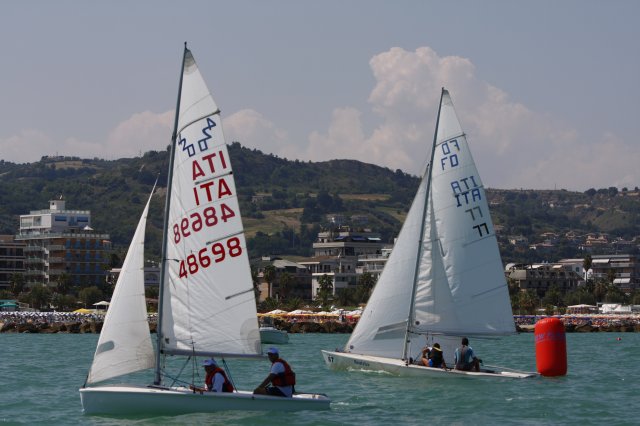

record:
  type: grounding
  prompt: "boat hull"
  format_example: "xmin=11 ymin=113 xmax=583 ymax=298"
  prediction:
xmin=322 ymin=351 xmax=538 ymax=379
xmin=80 ymin=385 xmax=331 ymax=415
xmin=260 ymin=327 xmax=289 ymax=345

· · · · ·

▶ **YOUR GOAL**
Copy out the entries above word for word, leaving out the pictures.

▶ **TASK ANSWER**
record:
  type: grounding
  prompt: "boat hull"
  format_example: "xmin=11 ymin=113 xmax=583 ymax=298"
  prediction:
xmin=322 ymin=351 xmax=538 ymax=379
xmin=80 ymin=385 xmax=331 ymax=415
xmin=260 ymin=327 xmax=289 ymax=345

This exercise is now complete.